**WHAT THE TASK REQUIRES**
Retype the opening lines of the data exactly, stopping after the line that contains "Trace the outline of every instance of the white lower". Skip every picture.

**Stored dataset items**
■ ■ ■ ■

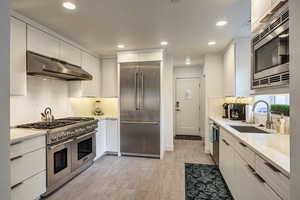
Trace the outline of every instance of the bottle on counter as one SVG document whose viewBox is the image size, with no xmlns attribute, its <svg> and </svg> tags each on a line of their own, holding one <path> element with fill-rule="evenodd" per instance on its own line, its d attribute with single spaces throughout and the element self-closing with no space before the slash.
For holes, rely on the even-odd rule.
<svg viewBox="0 0 300 200">
<path fill-rule="evenodd" d="M 283 114 L 281 114 L 281 116 L 280 116 L 280 131 L 279 131 L 279 133 L 280 134 L 285 134 L 286 133 L 286 122 L 285 122 L 285 119 L 284 119 L 284 115 Z"/>
</svg>

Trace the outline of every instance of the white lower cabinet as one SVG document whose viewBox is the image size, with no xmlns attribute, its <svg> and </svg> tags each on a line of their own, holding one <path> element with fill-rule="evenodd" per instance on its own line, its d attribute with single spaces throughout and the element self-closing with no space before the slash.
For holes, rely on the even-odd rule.
<svg viewBox="0 0 300 200">
<path fill-rule="evenodd" d="M 106 122 L 106 151 L 119 152 L 118 120 L 105 120 Z"/>
<path fill-rule="evenodd" d="M 99 159 L 105 153 L 118 153 L 119 146 L 118 120 L 99 120 L 96 133 L 95 160 Z"/>
<path fill-rule="evenodd" d="M 34 200 L 46 192 L 46 171 L 43 171 L 11 189 L 11 200 Z"/>
<path fill-rule="evenodd" d="M 11 158 L 11 186 L 46 169 L 45 148 Z"/>
<path fill-rule="evenodd" d="M 234 150 L 232 144 L 221 136 L 219 167 L 230 190 L 234 190 Z"/>
<path fill-rule="evenodd" d="M 96 157 L 99 159 L 105 154 L 106 151 L 106 133 L 105 133 L 105 120 L 99 120 L 98 129 L 96 133 Z"/>
<path fill-rule="evenodd" d="M 268 186 L 265 180 L 246 163 L 238 154 L 235 154 L 235 176 L 240 183 L 233 191 L 237 200 L 280 200 L 281 198 Z"/>
<path fill-rule="evenodd" d="M 247 145 L 220 130 L 220 171 L 235 200 L 289 200 L 289 179 L 266 166 Z M 266 178 L 268 177 L 268 178 Z M 276 186 L 280 186 L 277 188 Z"/>
<path fill-rule="evenodd" d="M 46 138 L 11 144 L 11 199 L 34 200 L 46 192 Z"/>
</svg>

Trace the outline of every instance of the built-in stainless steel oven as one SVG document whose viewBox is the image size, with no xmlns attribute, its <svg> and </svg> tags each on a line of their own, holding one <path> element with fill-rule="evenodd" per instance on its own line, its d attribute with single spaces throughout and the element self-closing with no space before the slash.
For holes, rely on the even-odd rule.
<svg viewBox="0 0 300 200">
<path fill-rule="evenodd" d="M 289 84 L 288 10 L 253 38 L 252 75 L 252 89 Z"/>
<path fill-rule="evenodd" d="M 47 185 L 53 185 L 72 171 L 72 142 L 73 139 L 47 148 Z"/>
<path fill-rule="evenodd" d="M 72 143 L 72 171 L 85 163 L 92 162 L 96 156 L 96 131 L 78 136 Z"/>
</svg>

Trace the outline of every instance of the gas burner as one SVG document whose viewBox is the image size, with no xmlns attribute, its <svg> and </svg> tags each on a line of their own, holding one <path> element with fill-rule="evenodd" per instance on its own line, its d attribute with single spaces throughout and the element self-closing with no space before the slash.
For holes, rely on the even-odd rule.
<svg viewBox="0 0 300 200">
<path fill-rule="evenodd" d="M 75 123 L 76 121 L 54 120 L 53 122 L 36 122 L 30 124 L 22 124 L 17 126 L 17 128 L 54 129 L 54 128 L 60 128 L 67 125 L 75 124 Z"/>
<path fill-rule="evenodd" d="M 85 122 L 95 120 L 93 117 L 66 117 L 57 119 L 58 121 L 77 121 L 77 122 Z"/>
<path fill-rule="evenodd" d="M 61 118 L 56 119 L 52 122 L 36 122 L 36 123 L 30 123 L 30 124 L 22 124 L 17 126 L 17 128 L 33 128 L 33 129 L 55 129 L 55 128 L 61 128 L 64 126 L 68 126 L 71 124 L 76 124 L 80 122 L 88 122 L 95 120 L 92 117 L 67 117 L 67 118 Z"/>
</svg>

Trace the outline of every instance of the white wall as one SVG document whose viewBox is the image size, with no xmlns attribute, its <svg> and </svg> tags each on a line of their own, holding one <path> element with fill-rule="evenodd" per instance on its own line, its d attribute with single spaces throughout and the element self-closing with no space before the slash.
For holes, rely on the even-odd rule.
<svg viewBox="0 0 300 200">
<path fill-rule="evenodd" d="M 290 0 L 291 200 L 300 198 L 300 1 Z"/>
<path fill-rule="evenodd" d="M 201 77 L 202 70 L 201 66 L 176 66 L 174 70 L 175 78 L 190 78 L 190 77 Z"/>
<path fill-rule="evenodd" d="M 221 53 L 207 54 L 204 58 L 203 74 L 205 77 L 205 152 L 208 146 L 208 101 L 211 97 L 222 97 L 223 91 L 223 55 Z"/>
<path fill-rule="evenodd" d="M 10 125 L 40 121 L 40 113 L 48 106 L 56 118 L 71 115 L 68 82 L 28 76 L 27 96 L 10 97 Z"/>
<path fill-rule="evenodd" d="M 204 111 L 205 105 L 202 96 L 204 95 L 204 81 L 203 81 L 203 74 L 202 74 L 202 66 L 176 66 L 174 68 L 174 104 L 176 102 L 176 78 L 200 78 L 200 135 L 204 137 Z M 174 135 L 176 134 L 176 112 L 175 108 L 173 109 L 174 115 Z"/>
<path fill-rule="evenodd" d="M 10 0 L 0 1 L 0 199 L 10 199 L 9 47 Z"/>
<path fill-rule="evenodd" d="M 166 56 L 164 66 L 164 134 L 165 150 L 173 151 L 174 149 L 174 66 L 173 57 Z"/>
<path fill-rule="evenodd" d="M 118 98 L 70 98 L 73 116 L 90 116 L 95 111 L 95 101 L 106 117 L 118 117 Z"/>
</svg>

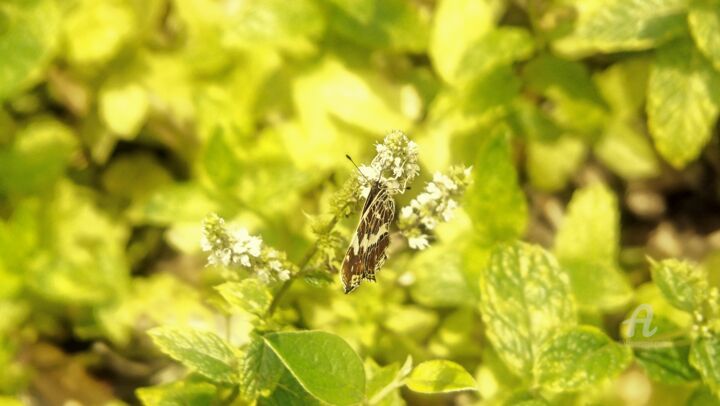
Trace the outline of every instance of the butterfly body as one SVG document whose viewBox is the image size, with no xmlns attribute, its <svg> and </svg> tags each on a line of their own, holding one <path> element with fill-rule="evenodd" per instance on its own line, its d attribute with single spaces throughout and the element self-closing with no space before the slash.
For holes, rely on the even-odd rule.
<svg viewBox="0 0 720 406">
<path fill-rule="evenodd" d="M 340 278 L 345 293 L 355 290 L 363 279 L 375 281 L 375 273 L 387 259 L 394 217 L 395 201 L 381 180 L 374 181 L 343 260 Z"/>
</svg>

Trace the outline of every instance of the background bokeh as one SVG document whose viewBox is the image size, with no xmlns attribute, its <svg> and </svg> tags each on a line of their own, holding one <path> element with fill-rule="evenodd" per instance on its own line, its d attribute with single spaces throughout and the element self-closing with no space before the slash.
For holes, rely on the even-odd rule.
<svg viewBox="0 0 720 406">
<path fill-rule="evenodd" d="M 0 1 L 0 403 L 136 403 L 185 374 L 147 337 L 159 325 L 247 342 L 247 320 L 211 306 L 203 218 L 298 262 L 355 176 L 345 154 L 369 163 L 397 129 L 422 167 L 398 205 L 455 164 L 474 167 L 467 201 L 377 284 L 345 296 L 319 268 L 278 317 L 478 382 L 388 404 L 497 404 L 521 385 L 478 310 L 495 242 L 607 259 L 574 289 L 618 340 L 634 305 L 662 301 L 646 256 L 720 285 L 719 72 L 716 0 Z M 579 188 L 569 227 L 590 241 L 556 240 Z M 636 363 L 563 401 L 684 404 L 699 385 Z"/>
</svg>

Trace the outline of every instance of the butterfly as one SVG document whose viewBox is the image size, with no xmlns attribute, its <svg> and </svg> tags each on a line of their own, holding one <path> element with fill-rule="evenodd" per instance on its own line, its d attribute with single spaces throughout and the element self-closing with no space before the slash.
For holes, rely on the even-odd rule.
<svg viewBox="0 0 720 406">
<path fill-rule="evenodd" d="M 340 280 L 345 293 L 355 290 L 363 279 L 375 282 L 375 273 L 387 259 L 390 223 L 394 217 L 395 201 L 383 181 L 378 178 L 372 182 L 360 213 L 360 222 L 343 259 Z"/>
</svg>

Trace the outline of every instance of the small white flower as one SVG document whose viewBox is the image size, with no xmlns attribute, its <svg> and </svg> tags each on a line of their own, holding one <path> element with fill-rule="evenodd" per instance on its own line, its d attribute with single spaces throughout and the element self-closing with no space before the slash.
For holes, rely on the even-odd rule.
<svg viewBox="0 0 720 406">
<path fill-rule="evenodd" d="M 424 250 L 425 248 L 430 246 L 430 243 L 428 242 L 427 236 L 425 234 L 420 234 L 417 237 L 410 237 L 408 239 L 408 245 L 412 249 Z"/>
<path fill-rule="evenodd" d="M 455 209 L 458 207 L 458 204 L 455 200 L 450 199 L 447 201 L 447 204 L 445 205 L 445 209 L 442 211 L 442 218 L 444 221 L 450 221 L 453 218 L 453 214 Z"/>
<path fill-rule="evenodd" d="M 437 220 L 435 220 L 434 217 L 423 217 L 420 222 L 425 226 L 425 228 L 431 231 L 437 226 Z"/>
<path fill-rule="evenodd" d="M 400 217 L 410 217 L 413 215 L 413 208 L 411 206 L 405 206 L 400 210 Z"/>
<path fill-rule="evenodd" d="M 287 269 L 283 269 L 280 272 L 278 272 L 277 276 L 278 276 L 278 279 L 280 279 L 281 281 L 286 281 L 286 280 L 290 279 L 290 271 L 288 271 Z"/>
<path fill-rule="evenodd" d="M 457 189 L 457 185 L 455 184 L 455 182 L 453 182 L 452 179 L 448 178 L 440 172 L 435 172 L 435 175 L 433 175 L 433 182 L 438 185 L 442 185 L 449 190 Z"/>
<path fill-rule="evenodd" d="M 425 187 L 425 193 L 428 194 L 428 200 L 438 200 L 443 195 L 443 191 L 440 190 L 438 185 L 436 185 L 434 182 L 430 182 L 427 184 L 427 187 Z"/>
<path fill-rule="evenodd" d="M 247 254 L 240 255 L 240 265 L 250 268 L 250 257 Z"/>
</svg>

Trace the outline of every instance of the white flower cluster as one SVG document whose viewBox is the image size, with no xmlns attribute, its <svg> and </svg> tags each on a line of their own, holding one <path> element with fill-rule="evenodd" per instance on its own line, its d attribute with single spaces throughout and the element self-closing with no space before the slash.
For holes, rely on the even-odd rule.
<svg viewBox="0 0 720 406">
<path fill-rule="evenodd" d="M 402 131 L 385 136 L 382 144 L 375 144 L 377 155 L 369 166 L 361 165 L 363 176 L 358 176 L 360 195 L 365 198 L 372 182 L 380 179 L 391 195 L 404 193 L 407 185 L 420 173 L 417 144 Z"/>
<path fill-rule="evenodd" d="M 200 246 L 209 253 L 208 265 L 244 268 L 264 283 L 290 279 L 291 266 L 284 253 L 263 245 L 262 238 L 250 235 L 244 228 L 227 227 L 217 214 L 203 220 Z"/>
<path fill-rule="evenodd" d="M 410 248 L 427 248 L 438 223 L 452 219 L 458 207 L 457 198 L 470 184 L 471 173 L 472 167 L 453 167 L 448 175 L 436 172 L 425 190 L 400 210 L 398 228 Z"/>
</svg>

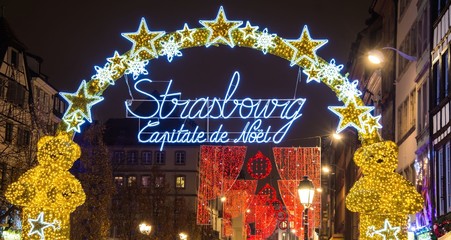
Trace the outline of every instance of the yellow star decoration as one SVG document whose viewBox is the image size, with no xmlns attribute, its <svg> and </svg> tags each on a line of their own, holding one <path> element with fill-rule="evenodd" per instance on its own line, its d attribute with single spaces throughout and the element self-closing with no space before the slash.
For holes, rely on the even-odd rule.
<svg viewBox="0 0 451 240">
<path fill-rule="evenodd" d="M 365 127 L 368 127 L 368 131 L 365 132 L 373 132 L 378 128 L 382 128 L 382 125 L 379 123 L 381 119 L 381 115 L 373 117 L 371 114 L 367 114 L 363 119 L 363 124 Z"/>
<path fill-rule="evenodd" d="M 195 29 L 190 29 L 188 27 L 188 24 L 185 23 L 185 25 L 183 25 L 183 29 L 182 30 L 178 30 L 177 33 L 180 35 L 180 37 L 182 38 L 181 42 L 185 42 L 186 40 L 189 40 L 190 42 L 194 42 L 194 38 L 193 38 L 193 34 L 194 32 L 196 32 Z"/>
<path fill-rule="evenodd" d="M 86 120 L 92 122 L 91 107 L 103 100 L 103 97 L 90 95 L 83 80 L 75 93 L 61 92 L 60 95 L 69 103 L 66 116 L 80 113 Z"/>
<path fill-rule="evenodd" d="M 224 8 L 221 6 L 215 20 L 200 20 L 199 23 L 210 32 L 207 39 L 207 47 L 213 43 L 224 43 L 230 47 L 234 47 L 235 43 L 233 42 L 232 31 L 243 24 L 243 21 L 228 21 L 224 13 Z"/>
<path fill-rule="evenodd" d="M 374 231 L 374 234 L 382 236 L 383 240 L 398 240 L 400 227 L 392 227 L 388 219 L 385 219 L 384 228 Z"/>
<path fill-rule="evenodd" d="M 255 32 L 258 30 L 258 26 L 252 26 L 249 21 L 246 22 L 246 26 L 240 28 L 240 31 L 243 33 L 243 39 L 246 40 L 248 37 L 256 38 Z"/>
<path fill-rule="evenodd" d="M 340 117 L 337 133 L 343 131 L 348 126 L 355 127 L 358 131 L 364 132 L 362 117 L 372 111 L 374 107 L 359 106 L 355 99 L 349 100 L 343 107 L 328 107 L 333 113 Z"/>
<path fill-rule="evenodd" d="M 312 64 L 310 69 L 305 69 L 303 72 L 307 75 L 307 83 L 311 81 L 315 81 L 317 83 L 321 82 L 318 76 L 319 69 L 316 68 L 315 64 Z"/>
<path fill-rule="evenodd" d="M 78 114 L 79 112 L 75 112 L 70 116 L 67 116 L 68 118 L 63 118 L 63 121 L 67 124 L 67 132 L 75 131 L 80 133 L 80 126 L 85 123 L 85 120 L 83 120 L 83 116 Z"/>
<path fill-rule="evenodd" d="M 285 41 L 288 46 L 294 50 L 291 57 L 291 66 L 297 64 L 303 58 L 316 63 L 318 61 L 316 50 L 327 43 L 326 39 L 313 40 L 310 37 L 307 26 L 304 26 L 301 36 L 298 39 L 287 39 Z"/>
<path fill-rule="evenodd" d="M 38 218 L 36 219 L 28 219 L 28 222 L 31 225 L 30 232 L 28 233 L 28 236 L 31 236 L 33 234 L 38 234 L 41 239 L 45 239 L 44 230 L 48 227 L 52 227 L 53 229 L 58 229 L 58 226 L 56 226 L 56 222 L 48 223 L 44 222 L 44 213 L 41 212 L 38 215 Z"/>
<path fill-rule="evenodd" d="M 155 50 L 155 40 L 162 37 L 165 33 L 165 31 L 149 31 L 146 20 L 141 18 L 139 29 L 136 32 L 122 33 L 122 36 L 133 42 L 132 55 L 140 54 L 141 57 L 149 59 L 151 57 L 158 58 L 158 53 Z"/>
<path fill-rule="evenodd" d="M 111 63 L 111 68 L 119 68 L 122 71 L 125 68 L 124 63 L 127 60 L 127 56 L 121 56 L 117 51 L 114 51 L 114 55 L 106 60 Z"/>
</svg>

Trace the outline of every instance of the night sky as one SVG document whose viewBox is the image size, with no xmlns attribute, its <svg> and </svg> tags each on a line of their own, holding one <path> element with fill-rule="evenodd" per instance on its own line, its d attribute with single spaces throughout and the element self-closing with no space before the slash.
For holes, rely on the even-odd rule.
<svg viewBox="0 0 451 240">
<path fill-rule="evenodd" d="M 43 73 L 59 91 L 75 92 L 83 79 L 104 66 L 114 50 L 128 51 L 132 44 L 121 36 L 138 29 L 141 17 L 150 30 L 172 32 L 188 23 L 202 27 L 199 20 L 212 20 L 220 6 L 229 20 L 250 21 L 259 30 L 268 28 L 285 39 L 297 39 L 308 25 L 313 39 L 328 39 L 318 56 L 346 64 L 351 44 L 365 28 L 372 0 L 0 0 L 4 16 L 28 51 L 44 59 Z M 296 89 L 297 67 L 289 61 L 261 51 L 220 45 L 182 51 L 172 63 L 166 57 L 152 60 L 148 77 L 174 80 L 173 88 L 184 98 L 223 97 L 234 71 L 241 73 L 237 97 L 307 98 L 304 115 L 287 138 L 323 135 L 336 128 L 338 118 L 327 106 L 338 101 L 323 84 L 305 84 L 302 76 Z M 124 78 L 110 87 L 105 100 L 93 108 L 93 118 L 124 117 L 127 97 Z M 340 103 L 338 103 L 340 104 Z"/>
</svg>

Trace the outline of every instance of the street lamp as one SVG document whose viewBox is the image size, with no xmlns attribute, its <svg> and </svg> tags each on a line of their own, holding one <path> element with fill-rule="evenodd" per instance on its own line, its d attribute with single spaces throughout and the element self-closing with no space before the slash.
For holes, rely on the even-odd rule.
<svg viewBox="0 0 451 240">
<path fill-rule="evenodd" d="M 184 232 L 179 233 L 180 240 L 187 240 L 188 235 Z"/>
<path fill-rule="evenodd" d="M 299 200 L 304 206 L 304 240 L 308 240 L 308 209 L 313 202 L 313 196 L 315 195 L 315 186 L 313 182 L 308 179 L 308 176 L 304 176 L 298 186 Z"/>
<path fill-rule="evenodd" d="M 141 223 L 139 224 L 139 232 L 148 236 L 152 232 L 152 226 L 147 223 Z"/>
<path fill-rule="evenodd" d="M 416 57 L 407 55 L 406 53 L 401 52 L 400 50 L 398 50 L 398 49 L 396 49 L 396 48 L 393 48 L 393 47 L 383 47 L 383 48 L 381 48 L 381 49 L 382 49 L 382 50 L 387 50 L 387 49 L 393 50 L 393 51 L 395 51 L 396 53 L 398 53 L 399 56 L 401 56 L 401 57 L 403 57 L 403 58 L 409 60 L 410 62 L 415 62 L 415 61 L 417 60 Z M 371 63 L 373 63 L 373 64 L 381 64 L 381 63 L 383 63 L 384 60 L 385 60 L 385 59 L 384 59 L 384 54 L 382 54 L 382 52 L 381 52 L 380 50 L 377 50 L 377 49 L 370 50 L 370 51 L 368 52 L 368 60 L 369 60 Z"/>
</svg>

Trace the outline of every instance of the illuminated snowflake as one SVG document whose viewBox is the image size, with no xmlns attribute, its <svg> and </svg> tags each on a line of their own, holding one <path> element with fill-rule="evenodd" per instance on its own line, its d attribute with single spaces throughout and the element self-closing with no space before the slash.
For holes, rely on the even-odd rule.
<svg viewBox="0 0 451 240">
<path fill-rule="evenodd" d="M 268 29 L 265 28 L 263 33 L 259 34 L 256 38 L 257 42 L 254 44 L 254 48 L 261 48 L 263 53 L 266 54 L 268 52 L 268 48 L 275 48 L 276 44 L 274 43 L 274 38 L 276 38 L 276 34 L 268 34 Z"/>
<path fill-rule="evenodd" d="M 343 69 L 343 64 L 337 66 L 335 65 L 335 59 L 332 59 L 329 64 L 322 64 L 318 75 L 321 79 L 327 79 L 328 84 L 332 84 L 334 80 L 342 78 L 340 74 L 341 69 Z"/>
<path fill-rule="evenodd" d="M 141 61 L 138 56 L 132 60 L 127 60 L 128 67 L 125 70 L 125 74 L 133 74 L 133 80 L 136 80 L 141 74 L 149 74 L 146 70 L 147 64 L 149 64 L 149 60 Z"/>
<path fill-rule="evenodd" d="M 359 86 L 359 81 L 354 80 L 349 82 L 347 78 L 344 79 L 343 84 L 338 85 L 337 89 L 339 90 L 338 100 L 350 99 L 353 97 L 359 97 L 362 95 L 362 92 L 357 89 Z"/>
<path fill-rule="evenodd" d="M 160 51 L 160 55 L 166 55 L 169 62 L 172 62 L 174 56 L 182 56 L 182 53 L 179 50 L 182 43 L 176 42 L 173 36 L 171 36 L 167 42 L 161 41 L 161 45 L 163 46 L 163 50 Z"/>
<path fill-rule="evenodd" d="M 110 63 L 105 64 L 105 67 L 94 66 L 97 74 L 93 75 L 92 79 L 99 80 L 99 86 L 103 87 L 105 84 L 114 85 L 113 76 L 117 74 L 117 71 L 110 67 Z"/>
</svg>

■ ■ ■ ■

**EXPECTED OUTPUT**
Trace the outline of every instance of the bottle on counter as one SVG document whose viewBox is the image size, with no xmlns attribute, its <svg> and </svg> tags each on a line of their own, holding one <path> element with fill-rule="evenodd" per instance on its own line, its d attribute with single spaces throughout and the element self-closing with no space before the slash.
For holes, rely on the even-odd rule.
<svg viewBox="0 0 300 200">
<path fill-rule="evenodd" d="M 283 114 L 281 114 L 281 116 L 280 116 L 280 131 L 279 131 L 279 133 L 280 134 L 285 134 L 286 133 L 286 122 L 285 122 L 285 119 L 284 119 L 284 115 Z"/>
</svg>

Trace the outline of every instance of the white lower cabinet as one SVG document whose viewBox is the image size, with no xmlns attribute, its <svg> and </svg> tags each on a line of their own, holding one <path> element with fill-rule="evenodd" per instance on its own line, its d attribute with single spaces throughout and the element self-closing with no space before the slash.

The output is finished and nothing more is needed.